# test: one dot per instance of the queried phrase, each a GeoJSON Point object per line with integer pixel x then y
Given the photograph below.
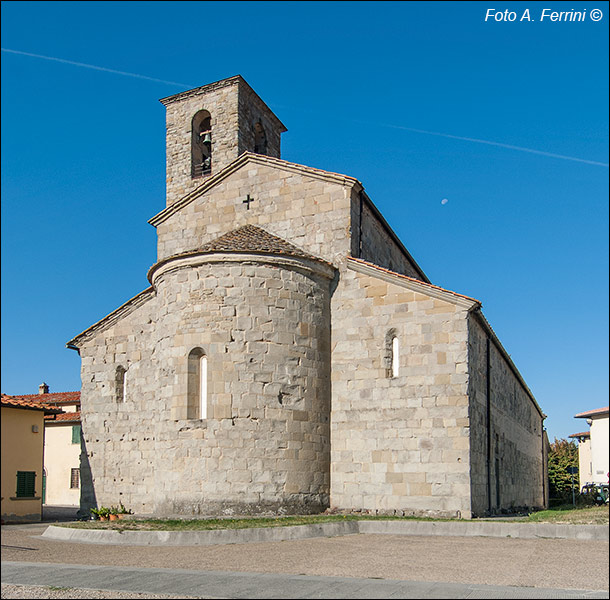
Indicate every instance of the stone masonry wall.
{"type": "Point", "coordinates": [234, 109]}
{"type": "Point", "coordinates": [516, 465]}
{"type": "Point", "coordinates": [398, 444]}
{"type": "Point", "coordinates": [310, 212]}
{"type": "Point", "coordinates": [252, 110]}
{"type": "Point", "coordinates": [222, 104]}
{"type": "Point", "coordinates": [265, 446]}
=-=-=
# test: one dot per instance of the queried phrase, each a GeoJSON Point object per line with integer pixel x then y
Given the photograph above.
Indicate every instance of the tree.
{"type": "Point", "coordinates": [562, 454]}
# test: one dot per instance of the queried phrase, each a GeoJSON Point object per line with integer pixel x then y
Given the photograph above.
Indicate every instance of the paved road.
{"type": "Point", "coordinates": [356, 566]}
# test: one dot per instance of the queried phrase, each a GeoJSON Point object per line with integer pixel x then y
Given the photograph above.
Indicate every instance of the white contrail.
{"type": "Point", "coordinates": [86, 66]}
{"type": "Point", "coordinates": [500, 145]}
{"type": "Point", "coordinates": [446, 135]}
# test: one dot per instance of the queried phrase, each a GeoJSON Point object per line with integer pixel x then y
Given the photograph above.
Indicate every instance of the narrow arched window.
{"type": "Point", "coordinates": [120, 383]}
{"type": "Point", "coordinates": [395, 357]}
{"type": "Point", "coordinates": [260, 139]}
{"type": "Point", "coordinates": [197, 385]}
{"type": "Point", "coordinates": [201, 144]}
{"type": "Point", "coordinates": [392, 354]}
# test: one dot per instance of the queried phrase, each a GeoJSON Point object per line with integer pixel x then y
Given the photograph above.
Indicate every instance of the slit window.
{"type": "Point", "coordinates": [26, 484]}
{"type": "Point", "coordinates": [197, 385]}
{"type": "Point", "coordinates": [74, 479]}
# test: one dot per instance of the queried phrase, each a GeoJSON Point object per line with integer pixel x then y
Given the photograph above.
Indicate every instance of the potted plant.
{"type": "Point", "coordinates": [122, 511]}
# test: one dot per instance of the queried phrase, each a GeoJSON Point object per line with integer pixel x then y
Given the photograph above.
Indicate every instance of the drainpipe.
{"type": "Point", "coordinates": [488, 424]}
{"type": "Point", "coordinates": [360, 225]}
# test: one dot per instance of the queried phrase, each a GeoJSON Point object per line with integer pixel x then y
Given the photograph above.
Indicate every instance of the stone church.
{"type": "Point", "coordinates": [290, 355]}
=-=-=
_TASK DESCRIPTION_
Please pick out every line of the items above that contains the word "stone" and copy each one in full.

_OUTPUT OF THE TASK_
Indicate every instance of the stone masonry wall.
Indicate every instance of the stone church.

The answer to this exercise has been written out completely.